Document section:
>>>
Michael Galimi
February 23, 2010

We also kept the stock throttle body because continual testing has shown little gains in centrifugally supercharged applications. JPC offers the intake with a single opening for those customers who have (or want) to use a single-blade throttle body.

One look at the intake and people quickly assume the short-runners will kill low-end power. Conventional theory about short-runner intakes versus long-runners dictates that the torque will decrease slightly at low rpm because the runners are tuned to flow more efficiently at higher rpm.

"This is typical of short runner intakes and because the runners are shorter than stock, the power band is shifted up. The runners are also slightly larger than the stock port dimension to aid in airflow. Our runners are about 33 percent shorter than stock and measure 6.9-inches in length. Again, we were shooting for an intake that had a decent runner length, but was shorter than stock to move the power curve up where it is easier to make power," noted Burcham. "Theory is great, but physical testing is the only way to know if your ideas are good. We went through a great deal of effort to keep the runners as long as possible, and since the runners are all cast with the same tooling, they're all equal-length."
<<<
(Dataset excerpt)
>>>
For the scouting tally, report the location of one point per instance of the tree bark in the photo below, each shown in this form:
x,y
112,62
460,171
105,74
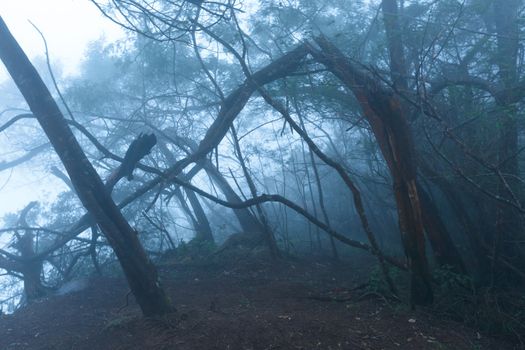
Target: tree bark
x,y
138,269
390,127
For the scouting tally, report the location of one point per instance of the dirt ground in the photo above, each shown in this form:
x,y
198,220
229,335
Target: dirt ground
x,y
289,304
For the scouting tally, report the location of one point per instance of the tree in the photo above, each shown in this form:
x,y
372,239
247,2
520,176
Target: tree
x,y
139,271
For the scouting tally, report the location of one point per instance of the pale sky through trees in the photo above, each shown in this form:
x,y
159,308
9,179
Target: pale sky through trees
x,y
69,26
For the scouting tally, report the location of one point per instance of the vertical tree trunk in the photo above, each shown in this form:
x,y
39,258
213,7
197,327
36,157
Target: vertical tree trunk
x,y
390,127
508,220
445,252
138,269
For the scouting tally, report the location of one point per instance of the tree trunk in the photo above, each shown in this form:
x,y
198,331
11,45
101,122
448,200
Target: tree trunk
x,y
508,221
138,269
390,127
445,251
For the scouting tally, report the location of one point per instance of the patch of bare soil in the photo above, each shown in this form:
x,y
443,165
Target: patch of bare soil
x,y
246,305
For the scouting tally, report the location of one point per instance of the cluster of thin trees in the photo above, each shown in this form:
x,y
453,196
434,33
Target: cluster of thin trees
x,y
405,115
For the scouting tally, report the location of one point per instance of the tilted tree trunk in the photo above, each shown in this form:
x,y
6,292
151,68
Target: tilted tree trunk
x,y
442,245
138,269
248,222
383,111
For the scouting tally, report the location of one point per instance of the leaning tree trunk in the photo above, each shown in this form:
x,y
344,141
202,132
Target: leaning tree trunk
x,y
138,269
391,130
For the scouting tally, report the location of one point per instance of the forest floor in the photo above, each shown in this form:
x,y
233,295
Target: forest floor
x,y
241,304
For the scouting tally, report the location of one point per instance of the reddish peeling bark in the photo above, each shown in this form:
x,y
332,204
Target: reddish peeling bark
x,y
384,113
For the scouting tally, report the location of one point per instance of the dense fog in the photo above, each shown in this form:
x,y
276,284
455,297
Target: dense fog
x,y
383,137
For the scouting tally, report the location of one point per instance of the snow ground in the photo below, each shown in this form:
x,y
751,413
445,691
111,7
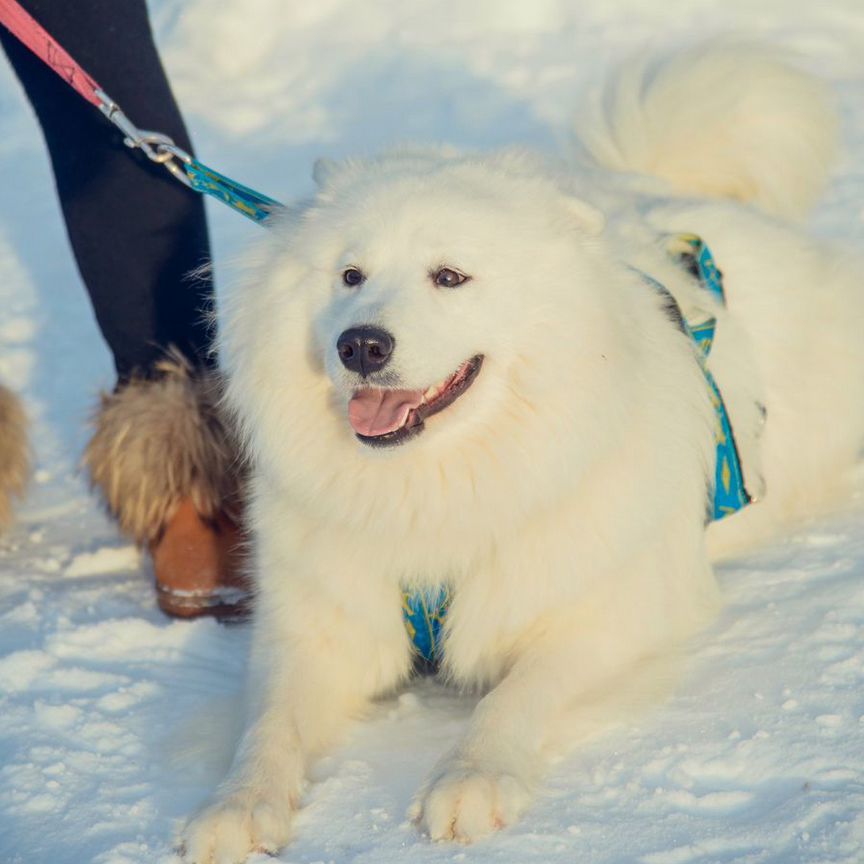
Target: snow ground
<<<
>>>
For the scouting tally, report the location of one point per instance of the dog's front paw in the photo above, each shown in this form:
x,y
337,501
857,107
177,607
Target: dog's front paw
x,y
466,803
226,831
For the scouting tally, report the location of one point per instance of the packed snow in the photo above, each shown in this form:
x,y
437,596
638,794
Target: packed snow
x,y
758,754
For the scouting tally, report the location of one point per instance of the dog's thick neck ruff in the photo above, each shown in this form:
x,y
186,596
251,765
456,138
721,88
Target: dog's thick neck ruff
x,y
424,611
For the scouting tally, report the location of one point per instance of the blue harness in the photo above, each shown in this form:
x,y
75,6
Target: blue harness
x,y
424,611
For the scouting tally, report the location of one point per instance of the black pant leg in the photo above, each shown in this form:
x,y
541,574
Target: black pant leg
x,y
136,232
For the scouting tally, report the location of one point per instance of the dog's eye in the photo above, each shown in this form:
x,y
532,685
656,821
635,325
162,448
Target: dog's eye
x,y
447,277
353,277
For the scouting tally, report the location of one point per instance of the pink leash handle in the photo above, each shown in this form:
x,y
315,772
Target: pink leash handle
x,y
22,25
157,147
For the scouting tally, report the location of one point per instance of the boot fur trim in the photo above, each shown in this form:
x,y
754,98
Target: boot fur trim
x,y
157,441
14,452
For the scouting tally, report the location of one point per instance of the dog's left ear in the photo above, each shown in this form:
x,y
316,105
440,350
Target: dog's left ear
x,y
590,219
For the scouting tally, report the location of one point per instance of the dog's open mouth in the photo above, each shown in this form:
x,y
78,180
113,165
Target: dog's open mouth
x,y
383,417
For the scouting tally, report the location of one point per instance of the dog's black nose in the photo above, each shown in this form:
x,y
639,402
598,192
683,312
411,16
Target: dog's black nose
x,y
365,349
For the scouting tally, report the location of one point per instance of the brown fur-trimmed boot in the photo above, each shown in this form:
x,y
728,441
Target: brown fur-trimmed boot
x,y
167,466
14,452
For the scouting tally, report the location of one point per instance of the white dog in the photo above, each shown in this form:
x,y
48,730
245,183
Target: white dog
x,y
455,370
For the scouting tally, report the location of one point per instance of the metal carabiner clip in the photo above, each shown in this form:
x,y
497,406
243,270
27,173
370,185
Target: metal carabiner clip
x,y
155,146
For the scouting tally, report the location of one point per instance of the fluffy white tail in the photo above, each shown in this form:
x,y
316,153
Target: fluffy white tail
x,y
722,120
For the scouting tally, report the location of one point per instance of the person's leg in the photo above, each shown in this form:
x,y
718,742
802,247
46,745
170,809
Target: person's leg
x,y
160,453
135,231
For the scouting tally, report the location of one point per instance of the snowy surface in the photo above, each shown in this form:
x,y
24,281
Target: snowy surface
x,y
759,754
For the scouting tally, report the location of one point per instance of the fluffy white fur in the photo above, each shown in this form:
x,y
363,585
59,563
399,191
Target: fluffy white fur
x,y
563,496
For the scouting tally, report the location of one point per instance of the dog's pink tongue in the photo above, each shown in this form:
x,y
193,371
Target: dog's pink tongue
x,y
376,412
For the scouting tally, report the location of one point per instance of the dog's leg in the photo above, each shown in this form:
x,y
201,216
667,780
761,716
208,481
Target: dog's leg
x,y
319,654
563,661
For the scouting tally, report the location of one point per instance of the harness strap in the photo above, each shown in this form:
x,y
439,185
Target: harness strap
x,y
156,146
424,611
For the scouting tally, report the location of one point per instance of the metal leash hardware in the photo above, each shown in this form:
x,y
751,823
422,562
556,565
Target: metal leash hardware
<<<
Exercises to complete:
A. Answer these questions using the intake text:
(i) What length do the runners measure?
(ii) About how much shorter than stock are the runners?
(iii) What has continual testing shown about swapping the stock throttle body in centrifugally supercharged applications?
B. Please transcribe the records verbatim, starting at the line containing "of the harness" and ending at the line containing "Target: metal leash hardware", both lines included.

Expected results:
A.
(i) 6.9 inches.
(ii) About 33 percent.
(iii) It has shown little gains.

B.
For the scouting tally, report the location of one point per instance of the harness strap in the photo above, each shown in this form:
x,y
439,185
Target: harness strap
x,y
156,146
424,611
For the scouting tally, report the location of one point per instance of the metal leash hardware in the photo above, each shown in this form:
x,y
751,823
422,562
556,565
Target: metal leash hardware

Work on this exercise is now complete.